(Dataset entries)

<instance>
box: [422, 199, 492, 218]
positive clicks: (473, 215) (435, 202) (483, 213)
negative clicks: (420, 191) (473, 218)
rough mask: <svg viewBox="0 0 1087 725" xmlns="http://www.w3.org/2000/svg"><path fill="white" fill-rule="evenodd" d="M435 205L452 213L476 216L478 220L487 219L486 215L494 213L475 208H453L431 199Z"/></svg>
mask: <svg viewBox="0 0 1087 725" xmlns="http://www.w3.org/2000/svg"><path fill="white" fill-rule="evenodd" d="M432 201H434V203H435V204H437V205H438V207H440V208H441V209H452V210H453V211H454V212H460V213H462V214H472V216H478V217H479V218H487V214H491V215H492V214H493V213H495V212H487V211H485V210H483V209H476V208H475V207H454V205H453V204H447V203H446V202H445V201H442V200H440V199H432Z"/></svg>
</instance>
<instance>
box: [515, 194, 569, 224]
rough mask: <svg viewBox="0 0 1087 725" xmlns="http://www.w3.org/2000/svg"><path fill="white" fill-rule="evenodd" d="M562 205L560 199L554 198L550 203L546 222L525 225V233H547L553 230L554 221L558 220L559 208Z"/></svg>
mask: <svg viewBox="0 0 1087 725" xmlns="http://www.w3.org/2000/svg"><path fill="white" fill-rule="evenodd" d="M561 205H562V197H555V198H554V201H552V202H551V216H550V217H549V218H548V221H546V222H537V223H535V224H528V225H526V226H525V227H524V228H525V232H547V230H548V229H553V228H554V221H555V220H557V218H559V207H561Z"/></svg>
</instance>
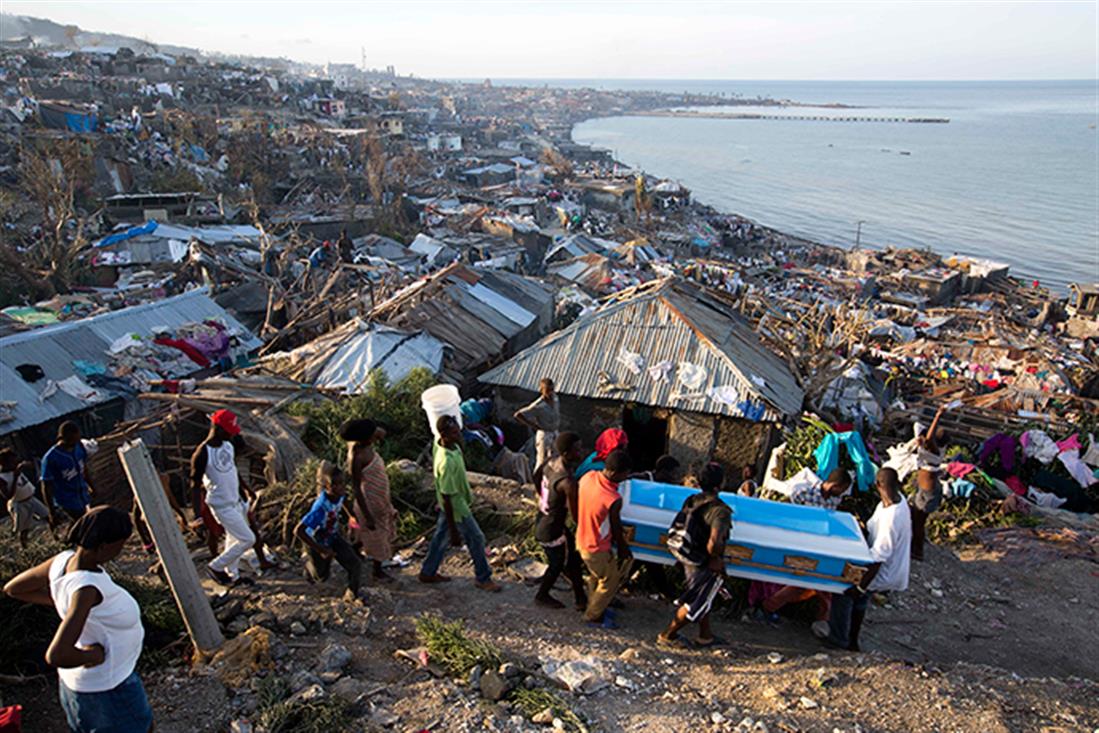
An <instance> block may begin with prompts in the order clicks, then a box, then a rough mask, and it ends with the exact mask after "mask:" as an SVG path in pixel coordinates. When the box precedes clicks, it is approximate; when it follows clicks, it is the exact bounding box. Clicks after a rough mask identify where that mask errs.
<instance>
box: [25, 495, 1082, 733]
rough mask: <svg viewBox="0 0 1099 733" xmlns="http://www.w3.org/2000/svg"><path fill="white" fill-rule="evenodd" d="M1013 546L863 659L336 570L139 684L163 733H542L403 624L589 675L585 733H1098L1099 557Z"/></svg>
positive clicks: (544, 683)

*PROBLEM DESCRIPTION:*
Starting with the first line of the entries, transcribe every line up to and including the one with "negative clicks: (420, 191) (473, 218)".

*SOLUTION:*
<instance>
box: [422, 199, 492, 218]
positive clicks: (473, 215) (435, 202) (483, 213)
negative clicks: (420, 191) (473, 218)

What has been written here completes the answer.